──────── TEXT SECTION ────────

Having accessible and affordable childcare is really
important to families across the UK, but a policy that does
not recognise the real cost of high-quality nursery
provision risks reducing the availability of childcare
places near to where parents and children live and near to
communities, and I fear it will be counterproductive. I ask
the Minister to look again at the funding arrangements to
ensure that nurseries such as Bright Sparks can continue to
operate and achieve high standards for children.
3.44 pm
-
(Colne Valley)
(Lab)
I thank my hon. Friend the Member for High Peak (Ruth
George) for giving us the opportunity to debate this
important issue.
When a family are spending a majority of their income on
childcare, something has to give. We continuously hear how
we should be more economically stable in work than out of
work, and I am sure we all agree with that. However, that
means that we need childcare that is accessible and there
for families when they need it. With wages stagnant, and
dropping in real terms, 30 hours a week of free childcare
would save the average family £5,000 a year. This policy is
a positive step in the right direction for families, and I
welcome it.
We need childcare that is affordable and people not being
priced out of the market; childcare that works for parents,
families, and most of all, children. Children learn through
interaction, play and exploration, and early years
education is fundamental for a child’s development. Every
child matters—rich or poor, from north or south, from the
country or the city. Each and every one of those children
deserves the best start in life. I think we all agree on
that, so why are we allowing parents and families to be
priced out of early years education, when we all understand
that it is vital?
We need to recognise that many families are still unable to
access the 30 hours of free childcare. With cuts to local
authorities and education budgets, the Government are,
unfortunately, failing these families and children. Those
children will fall behind other children in their academic,
social and emotional development. With cuts and closures to
Sure Start centres—I speak as a former headteacher of a
school with a Sure Start centre—our most vulnerable
families are now without the necessary support and early
intervention that they could rely on under a Labour
Government. The Conservative party said in its general
election manifesto that, by September 2017, three and
four-year-olds would be receiving free childcare, yet we
have still not had a full roll-out of the policy. On top of
that, local providers in my constituency of Colne Valley
tell me that it is time-consuming to administer the
entitlement.
We need to recognise that many families in areas where the
roll-out has taken place have had issues accessing the
portal to register. From the perspective of Kirklees
Council, there remains a lack of clarity about what
childcare providers can charge for as an optional extra,
and what constitutes a condition of access. That limits the
opportunity for local authorities to champion the rights of
parents and families. Prior to the full country roll-out,
those issues need to be resolved, to make sure that those
families who can be in receipt of 30 hours of childcare can
access it. We need a childcare provision that works for the
many, not the few.
3.48 pm
-
(Eastbourne) (LD)

────────

= PROMPT 1 =
Repeat the stretch of the childcare debate transcript from "When a family" through "welcome it.", swapping "childcare" for "nursery care".

──────── RECORDS PROVIDED ────────

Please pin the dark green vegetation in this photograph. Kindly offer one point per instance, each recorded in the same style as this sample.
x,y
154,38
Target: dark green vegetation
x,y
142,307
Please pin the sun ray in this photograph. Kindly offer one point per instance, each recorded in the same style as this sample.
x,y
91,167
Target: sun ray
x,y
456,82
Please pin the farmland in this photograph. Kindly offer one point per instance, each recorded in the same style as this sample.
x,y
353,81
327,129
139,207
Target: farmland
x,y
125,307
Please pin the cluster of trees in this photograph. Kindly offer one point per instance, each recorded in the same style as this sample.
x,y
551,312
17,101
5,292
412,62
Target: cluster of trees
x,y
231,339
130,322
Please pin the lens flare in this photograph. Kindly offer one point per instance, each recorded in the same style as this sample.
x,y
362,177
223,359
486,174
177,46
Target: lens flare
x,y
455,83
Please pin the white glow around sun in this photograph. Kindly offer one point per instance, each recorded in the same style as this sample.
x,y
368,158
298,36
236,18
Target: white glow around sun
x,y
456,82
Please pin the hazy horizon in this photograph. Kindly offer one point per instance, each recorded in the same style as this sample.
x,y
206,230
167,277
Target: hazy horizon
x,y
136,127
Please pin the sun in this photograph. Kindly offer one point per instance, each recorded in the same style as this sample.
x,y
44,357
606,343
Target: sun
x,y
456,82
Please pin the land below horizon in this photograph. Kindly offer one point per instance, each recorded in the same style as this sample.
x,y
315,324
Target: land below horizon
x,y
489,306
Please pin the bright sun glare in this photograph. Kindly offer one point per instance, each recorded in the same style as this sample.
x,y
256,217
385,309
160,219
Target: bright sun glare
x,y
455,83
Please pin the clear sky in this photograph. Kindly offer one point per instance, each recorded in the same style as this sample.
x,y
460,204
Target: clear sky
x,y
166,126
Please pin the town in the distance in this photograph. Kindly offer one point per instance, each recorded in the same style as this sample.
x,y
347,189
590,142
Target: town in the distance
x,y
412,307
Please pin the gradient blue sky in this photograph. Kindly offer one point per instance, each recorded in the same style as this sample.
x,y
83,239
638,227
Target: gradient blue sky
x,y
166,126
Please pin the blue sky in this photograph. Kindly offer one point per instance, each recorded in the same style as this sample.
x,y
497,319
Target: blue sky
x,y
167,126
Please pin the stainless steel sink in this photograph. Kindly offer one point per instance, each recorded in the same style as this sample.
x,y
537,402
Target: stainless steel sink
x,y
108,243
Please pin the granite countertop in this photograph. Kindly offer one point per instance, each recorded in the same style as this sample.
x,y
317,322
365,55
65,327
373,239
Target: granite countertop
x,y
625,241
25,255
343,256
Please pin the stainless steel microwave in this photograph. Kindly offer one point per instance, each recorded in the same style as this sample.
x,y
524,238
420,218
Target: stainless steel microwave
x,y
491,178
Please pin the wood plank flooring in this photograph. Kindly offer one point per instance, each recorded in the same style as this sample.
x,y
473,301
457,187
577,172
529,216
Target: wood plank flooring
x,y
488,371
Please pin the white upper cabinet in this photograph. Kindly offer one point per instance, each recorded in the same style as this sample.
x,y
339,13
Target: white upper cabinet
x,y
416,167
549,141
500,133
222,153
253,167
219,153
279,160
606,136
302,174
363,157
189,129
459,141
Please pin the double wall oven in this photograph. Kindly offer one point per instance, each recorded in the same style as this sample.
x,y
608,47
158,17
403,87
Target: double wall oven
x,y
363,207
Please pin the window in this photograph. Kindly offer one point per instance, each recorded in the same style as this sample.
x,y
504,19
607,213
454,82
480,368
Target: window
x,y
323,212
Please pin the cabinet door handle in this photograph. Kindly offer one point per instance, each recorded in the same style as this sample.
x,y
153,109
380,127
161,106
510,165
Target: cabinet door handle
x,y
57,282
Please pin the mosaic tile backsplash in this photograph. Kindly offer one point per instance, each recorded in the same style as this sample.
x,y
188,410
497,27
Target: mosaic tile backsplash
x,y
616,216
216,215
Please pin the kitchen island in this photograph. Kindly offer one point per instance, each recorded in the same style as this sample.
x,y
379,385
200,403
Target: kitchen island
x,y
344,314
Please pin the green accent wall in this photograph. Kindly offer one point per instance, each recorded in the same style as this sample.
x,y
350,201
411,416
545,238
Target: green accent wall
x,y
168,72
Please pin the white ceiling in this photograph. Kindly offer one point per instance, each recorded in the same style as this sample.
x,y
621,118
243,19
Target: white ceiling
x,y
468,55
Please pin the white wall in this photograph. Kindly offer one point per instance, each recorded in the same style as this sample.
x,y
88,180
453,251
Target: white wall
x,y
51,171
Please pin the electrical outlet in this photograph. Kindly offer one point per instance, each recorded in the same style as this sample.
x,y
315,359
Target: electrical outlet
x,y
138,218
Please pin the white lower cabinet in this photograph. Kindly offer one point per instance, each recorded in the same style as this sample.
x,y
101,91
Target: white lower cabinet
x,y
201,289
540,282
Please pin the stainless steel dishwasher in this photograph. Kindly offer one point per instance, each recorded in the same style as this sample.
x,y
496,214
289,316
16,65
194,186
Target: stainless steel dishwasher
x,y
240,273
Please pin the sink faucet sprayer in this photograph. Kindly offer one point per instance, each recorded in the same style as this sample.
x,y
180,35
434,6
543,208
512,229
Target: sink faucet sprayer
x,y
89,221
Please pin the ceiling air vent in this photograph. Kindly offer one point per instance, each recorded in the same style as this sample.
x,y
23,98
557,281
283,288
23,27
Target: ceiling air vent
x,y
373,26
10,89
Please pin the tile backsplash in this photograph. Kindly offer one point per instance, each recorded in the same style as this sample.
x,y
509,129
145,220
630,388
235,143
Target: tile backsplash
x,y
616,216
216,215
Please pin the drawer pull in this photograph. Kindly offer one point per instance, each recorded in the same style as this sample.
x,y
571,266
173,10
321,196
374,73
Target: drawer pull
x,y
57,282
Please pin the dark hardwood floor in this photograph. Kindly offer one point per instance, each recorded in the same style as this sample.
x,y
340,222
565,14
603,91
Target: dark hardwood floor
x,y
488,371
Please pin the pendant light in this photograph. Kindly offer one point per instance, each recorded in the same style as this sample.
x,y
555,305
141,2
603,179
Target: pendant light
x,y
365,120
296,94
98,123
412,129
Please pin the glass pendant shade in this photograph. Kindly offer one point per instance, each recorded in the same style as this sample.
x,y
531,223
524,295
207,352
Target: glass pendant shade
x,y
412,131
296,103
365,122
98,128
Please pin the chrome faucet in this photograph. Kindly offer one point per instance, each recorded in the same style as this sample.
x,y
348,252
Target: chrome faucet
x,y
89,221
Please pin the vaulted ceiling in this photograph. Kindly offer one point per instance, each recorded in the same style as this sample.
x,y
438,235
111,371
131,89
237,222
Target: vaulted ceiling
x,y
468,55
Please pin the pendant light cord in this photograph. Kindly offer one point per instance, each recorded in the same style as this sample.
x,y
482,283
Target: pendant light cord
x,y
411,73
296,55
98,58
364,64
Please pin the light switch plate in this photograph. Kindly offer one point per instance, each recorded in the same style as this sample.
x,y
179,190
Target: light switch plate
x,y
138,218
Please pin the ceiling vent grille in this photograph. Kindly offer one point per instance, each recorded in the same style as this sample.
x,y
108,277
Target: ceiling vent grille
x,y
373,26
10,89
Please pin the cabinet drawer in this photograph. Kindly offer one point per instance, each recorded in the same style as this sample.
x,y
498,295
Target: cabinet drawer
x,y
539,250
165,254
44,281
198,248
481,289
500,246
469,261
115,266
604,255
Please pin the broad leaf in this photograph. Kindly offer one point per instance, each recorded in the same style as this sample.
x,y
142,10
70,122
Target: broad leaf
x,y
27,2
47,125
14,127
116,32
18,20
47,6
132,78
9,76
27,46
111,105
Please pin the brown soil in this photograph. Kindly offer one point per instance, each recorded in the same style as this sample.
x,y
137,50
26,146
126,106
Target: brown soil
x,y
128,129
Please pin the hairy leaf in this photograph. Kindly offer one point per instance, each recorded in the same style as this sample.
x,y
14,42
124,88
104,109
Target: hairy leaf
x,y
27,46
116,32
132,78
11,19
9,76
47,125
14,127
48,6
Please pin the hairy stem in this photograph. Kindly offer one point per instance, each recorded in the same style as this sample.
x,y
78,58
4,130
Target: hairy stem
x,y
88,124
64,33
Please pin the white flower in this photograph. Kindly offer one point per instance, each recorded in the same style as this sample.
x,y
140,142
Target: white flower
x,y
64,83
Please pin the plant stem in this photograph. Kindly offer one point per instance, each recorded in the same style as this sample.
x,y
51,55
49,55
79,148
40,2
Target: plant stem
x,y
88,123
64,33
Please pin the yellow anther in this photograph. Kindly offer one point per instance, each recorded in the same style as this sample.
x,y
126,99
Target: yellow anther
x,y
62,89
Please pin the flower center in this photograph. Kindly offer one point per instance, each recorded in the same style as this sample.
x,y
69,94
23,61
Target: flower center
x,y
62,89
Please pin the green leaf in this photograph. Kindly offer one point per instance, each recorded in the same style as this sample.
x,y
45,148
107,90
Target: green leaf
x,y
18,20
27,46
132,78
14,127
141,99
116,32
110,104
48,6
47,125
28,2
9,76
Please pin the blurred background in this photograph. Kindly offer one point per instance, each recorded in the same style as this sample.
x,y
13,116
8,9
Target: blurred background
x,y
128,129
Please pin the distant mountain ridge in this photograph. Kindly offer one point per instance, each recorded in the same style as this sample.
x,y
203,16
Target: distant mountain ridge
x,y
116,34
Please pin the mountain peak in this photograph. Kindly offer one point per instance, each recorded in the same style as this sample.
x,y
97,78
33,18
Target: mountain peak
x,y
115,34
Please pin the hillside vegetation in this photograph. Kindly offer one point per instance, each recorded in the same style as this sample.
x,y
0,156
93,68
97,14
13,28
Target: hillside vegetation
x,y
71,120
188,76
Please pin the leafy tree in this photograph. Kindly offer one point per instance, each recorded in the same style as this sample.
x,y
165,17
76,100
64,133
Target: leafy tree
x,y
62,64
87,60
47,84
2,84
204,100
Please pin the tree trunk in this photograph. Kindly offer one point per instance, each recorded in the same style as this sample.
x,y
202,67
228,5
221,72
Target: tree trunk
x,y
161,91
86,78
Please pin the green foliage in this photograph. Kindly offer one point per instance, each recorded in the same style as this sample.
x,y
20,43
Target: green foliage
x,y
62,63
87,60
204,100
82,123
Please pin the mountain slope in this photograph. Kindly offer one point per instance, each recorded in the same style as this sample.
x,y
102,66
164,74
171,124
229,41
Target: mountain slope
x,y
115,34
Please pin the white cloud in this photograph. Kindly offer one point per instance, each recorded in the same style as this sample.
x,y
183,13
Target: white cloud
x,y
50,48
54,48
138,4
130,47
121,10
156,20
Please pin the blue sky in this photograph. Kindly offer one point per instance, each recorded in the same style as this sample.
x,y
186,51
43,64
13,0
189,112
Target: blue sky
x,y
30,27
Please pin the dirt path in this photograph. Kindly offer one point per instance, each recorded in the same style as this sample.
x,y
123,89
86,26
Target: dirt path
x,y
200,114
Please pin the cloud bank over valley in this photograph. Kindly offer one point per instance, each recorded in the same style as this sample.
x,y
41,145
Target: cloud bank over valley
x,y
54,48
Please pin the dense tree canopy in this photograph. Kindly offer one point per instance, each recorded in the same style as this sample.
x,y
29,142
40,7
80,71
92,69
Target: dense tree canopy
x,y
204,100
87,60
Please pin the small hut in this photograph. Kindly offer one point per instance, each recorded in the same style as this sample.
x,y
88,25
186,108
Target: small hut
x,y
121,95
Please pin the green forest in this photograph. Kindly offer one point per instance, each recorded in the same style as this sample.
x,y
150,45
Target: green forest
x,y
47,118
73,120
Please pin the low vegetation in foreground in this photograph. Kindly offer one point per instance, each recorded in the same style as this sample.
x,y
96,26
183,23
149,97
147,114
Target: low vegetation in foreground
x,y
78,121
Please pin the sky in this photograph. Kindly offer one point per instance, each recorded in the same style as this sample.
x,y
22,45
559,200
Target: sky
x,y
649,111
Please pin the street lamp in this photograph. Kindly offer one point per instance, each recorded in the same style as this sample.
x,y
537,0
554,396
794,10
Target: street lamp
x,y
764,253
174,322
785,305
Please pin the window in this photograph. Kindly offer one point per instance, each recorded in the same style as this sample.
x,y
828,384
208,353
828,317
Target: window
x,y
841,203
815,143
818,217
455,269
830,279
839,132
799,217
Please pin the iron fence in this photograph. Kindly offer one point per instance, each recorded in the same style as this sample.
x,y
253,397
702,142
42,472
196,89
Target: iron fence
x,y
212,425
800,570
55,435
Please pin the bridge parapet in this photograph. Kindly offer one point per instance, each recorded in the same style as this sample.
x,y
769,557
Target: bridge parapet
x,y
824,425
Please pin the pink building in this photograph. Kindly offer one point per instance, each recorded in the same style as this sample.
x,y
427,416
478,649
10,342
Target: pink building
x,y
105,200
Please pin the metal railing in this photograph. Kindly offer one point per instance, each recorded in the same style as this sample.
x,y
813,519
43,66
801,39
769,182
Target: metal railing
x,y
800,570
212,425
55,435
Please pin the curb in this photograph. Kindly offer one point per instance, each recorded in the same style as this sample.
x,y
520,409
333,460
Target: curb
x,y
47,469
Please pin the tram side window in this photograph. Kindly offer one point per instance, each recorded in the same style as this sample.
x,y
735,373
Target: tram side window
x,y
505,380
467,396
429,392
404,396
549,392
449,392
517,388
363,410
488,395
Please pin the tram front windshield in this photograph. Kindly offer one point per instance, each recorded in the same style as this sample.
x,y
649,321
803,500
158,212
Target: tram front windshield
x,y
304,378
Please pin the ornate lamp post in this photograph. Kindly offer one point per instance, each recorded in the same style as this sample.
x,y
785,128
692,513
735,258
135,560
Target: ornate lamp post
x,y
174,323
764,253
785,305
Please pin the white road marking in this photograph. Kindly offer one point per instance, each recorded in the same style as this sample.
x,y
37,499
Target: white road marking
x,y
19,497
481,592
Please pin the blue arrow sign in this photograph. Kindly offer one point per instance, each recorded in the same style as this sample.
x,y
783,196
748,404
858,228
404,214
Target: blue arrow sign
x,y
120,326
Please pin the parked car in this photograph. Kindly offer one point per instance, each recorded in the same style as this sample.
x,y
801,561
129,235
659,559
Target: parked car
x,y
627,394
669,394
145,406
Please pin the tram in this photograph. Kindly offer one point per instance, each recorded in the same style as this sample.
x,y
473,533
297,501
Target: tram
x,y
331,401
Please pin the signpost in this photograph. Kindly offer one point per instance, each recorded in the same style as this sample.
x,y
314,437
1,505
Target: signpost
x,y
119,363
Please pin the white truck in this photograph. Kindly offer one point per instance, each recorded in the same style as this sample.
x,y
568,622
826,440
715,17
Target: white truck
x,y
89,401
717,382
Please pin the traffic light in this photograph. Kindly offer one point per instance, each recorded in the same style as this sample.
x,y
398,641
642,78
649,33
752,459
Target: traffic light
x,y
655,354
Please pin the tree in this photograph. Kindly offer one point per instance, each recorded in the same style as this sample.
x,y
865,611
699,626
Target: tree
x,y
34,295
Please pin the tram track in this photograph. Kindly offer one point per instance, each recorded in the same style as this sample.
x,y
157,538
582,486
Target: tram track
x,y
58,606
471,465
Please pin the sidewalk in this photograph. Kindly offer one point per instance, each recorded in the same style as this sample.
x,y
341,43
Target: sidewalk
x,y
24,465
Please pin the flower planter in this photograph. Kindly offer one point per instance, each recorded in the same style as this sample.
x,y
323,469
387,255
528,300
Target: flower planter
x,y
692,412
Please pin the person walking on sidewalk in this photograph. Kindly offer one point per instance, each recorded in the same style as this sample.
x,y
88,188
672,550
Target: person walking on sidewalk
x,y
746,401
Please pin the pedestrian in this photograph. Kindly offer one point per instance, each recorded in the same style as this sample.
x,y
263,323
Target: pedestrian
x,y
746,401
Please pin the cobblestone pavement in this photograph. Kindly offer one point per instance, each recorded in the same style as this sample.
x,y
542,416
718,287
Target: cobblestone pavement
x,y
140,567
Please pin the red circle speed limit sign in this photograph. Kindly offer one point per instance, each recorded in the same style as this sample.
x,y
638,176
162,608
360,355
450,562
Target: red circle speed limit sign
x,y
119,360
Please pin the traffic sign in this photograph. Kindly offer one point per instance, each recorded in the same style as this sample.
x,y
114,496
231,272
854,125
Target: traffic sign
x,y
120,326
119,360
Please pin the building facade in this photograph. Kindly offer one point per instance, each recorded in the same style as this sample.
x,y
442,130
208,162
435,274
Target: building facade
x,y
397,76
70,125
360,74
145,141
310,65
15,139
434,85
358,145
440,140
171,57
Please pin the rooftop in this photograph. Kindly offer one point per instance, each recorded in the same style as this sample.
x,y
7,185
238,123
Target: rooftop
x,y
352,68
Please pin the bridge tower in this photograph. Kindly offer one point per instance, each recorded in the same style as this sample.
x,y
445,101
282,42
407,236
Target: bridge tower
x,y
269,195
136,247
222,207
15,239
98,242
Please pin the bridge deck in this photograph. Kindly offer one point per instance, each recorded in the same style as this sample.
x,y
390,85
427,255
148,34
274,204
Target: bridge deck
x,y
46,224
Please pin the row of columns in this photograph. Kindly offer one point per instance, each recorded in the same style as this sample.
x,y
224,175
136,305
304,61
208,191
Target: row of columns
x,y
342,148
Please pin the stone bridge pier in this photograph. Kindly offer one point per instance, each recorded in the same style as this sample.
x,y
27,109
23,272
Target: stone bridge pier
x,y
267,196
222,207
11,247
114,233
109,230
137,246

────────

= PROMPT 2 =
Pick out and copy every row that contains the string "faucet". Case counts.

= WRITTEN ANSWER 1 =
When a family are spending a majority of their income on
nursery care, something has to give. We continuously hear how
we should be more economically stable in work than out of
work, and I am sure we all agree with that. However, that
means that we need nursery care that is accessible and there
for families when they need it. With wages stagnant, and
dropping in real terms, 30 hours a week of free nursery care
would save the average family £5,000 a year. This policy is
a positive step in the right direction for families, and I
welcome it.

= WRITTEN ANSWER 2 =
Please pin the sink faucet sprayer in this photograph. Kindly offer one point per instance, each recorded in the same style as this sample.
Target: sink faucet sprayer
Please pin the chrome faucet in this photograph. Kindly offer one point per instance, each recorded in the same style as this sample.
Target: chrome faucet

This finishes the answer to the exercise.